What you need to do:
a: From the lie detector article, extract the stretch from "We learn to" through "never been easy." word for word.
b: Answer these questions from the lie detector article:
(i) What did someone suspected of lying in India two thousand years ago have to chew?
(ii) In what year did William Mouton Marston create the "systolic blood pressure test"?
(iii) By what year had John Larson made the recording process continuous?

─── Quoted passage ───

How The Creator Of Wonder Woman Also Invented The Lie Detector

How The Creator Of Wonder Woman Also Invented The Lie Detector

We learn to lie around the age of two or three. By the time we’re adults, we do it a lot — at least once a day, and perhaps more like 2.92 lies in 10 minutes, according to a recent study published in the Journal of Basic and Applied Psychology. It’s no wonder we’ve been chasing after an accurate lie detector for so long.

In fact, we’ve been aiming at ways to expose the lies and the liars who tell them for a long time, and it’s never been easy.

Two thousand years ago in India, someone suspected of lying was asked to chew a grain of rice. If, after some directed mastication, the subject could spit the rice back out, the truth teller was in the clear. If they couldn’t reproduce the grain, it was assumed that the accused’s mouth went dry from fear of being found out and he chomped the rice to dust.

As far as fib-finding devices go, we’ve come a long way. The first machine-powered lie detector was the “systolic blood pressure test” created by Harvard psychologist William Mouton Marston in 1913. If that name sounds familiar, it’s because Marston’s best-known creation is actually Wonder Woman. But Marston’s real-life lie-detector was not just a lasso that made you tell the truth. It worked like this: while asking a series of questions — What is your favourite colour? What did you eat this morning? Did you murder your coworker? — Marston would take a subject’s blood pressure. An elevated reading associated with an answer pointed to the subject’s guilt. With just a rubber tube and that cuff a doctor inflates around your arm, Marston claimed to be able to tell the truth-tellers nearly 100 per cent of the time. Riiiight. And you have an invisible plane too…

By 1921, PhD forensic scientist and police officer John Larson found a way to take the question and blood pressure recording system up a notch by making the process continuous. Instead of measuring blood pressure piecemeal as subjects answered yes or no, a reading could be taken the entire time, which is more like what we think of when we think of polygraphs today: little seismic readings dictated by our own guilt and deception.

─── Extracted entries ───

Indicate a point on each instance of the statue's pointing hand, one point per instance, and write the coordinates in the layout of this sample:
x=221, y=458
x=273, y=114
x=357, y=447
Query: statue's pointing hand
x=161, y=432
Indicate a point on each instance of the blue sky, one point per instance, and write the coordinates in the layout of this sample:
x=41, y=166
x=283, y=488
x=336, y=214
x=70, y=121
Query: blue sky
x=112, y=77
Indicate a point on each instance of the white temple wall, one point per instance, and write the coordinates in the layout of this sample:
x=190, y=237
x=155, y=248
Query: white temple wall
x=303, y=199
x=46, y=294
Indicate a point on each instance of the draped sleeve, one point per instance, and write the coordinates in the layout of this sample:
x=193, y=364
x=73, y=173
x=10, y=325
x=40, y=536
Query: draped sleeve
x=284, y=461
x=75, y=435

───

Answers:
a:
We learn to lie around the age of two or three. By the time we’re adults, we do it a lot — at least once a day, and perhaps more like 2.92 lies in 10 minutes, according to a recent study published in the Journal of Basic and Applied Psychology. It’s no wonder we’ve been chasing after an accurate lie detector for so long.

In fact, we’ve been aiming at ways to expose the lies and the liars who tell them for a long time, and it’s never been easy.

b:
(i) A grain of rice
(ii) 1913
(iii) 1921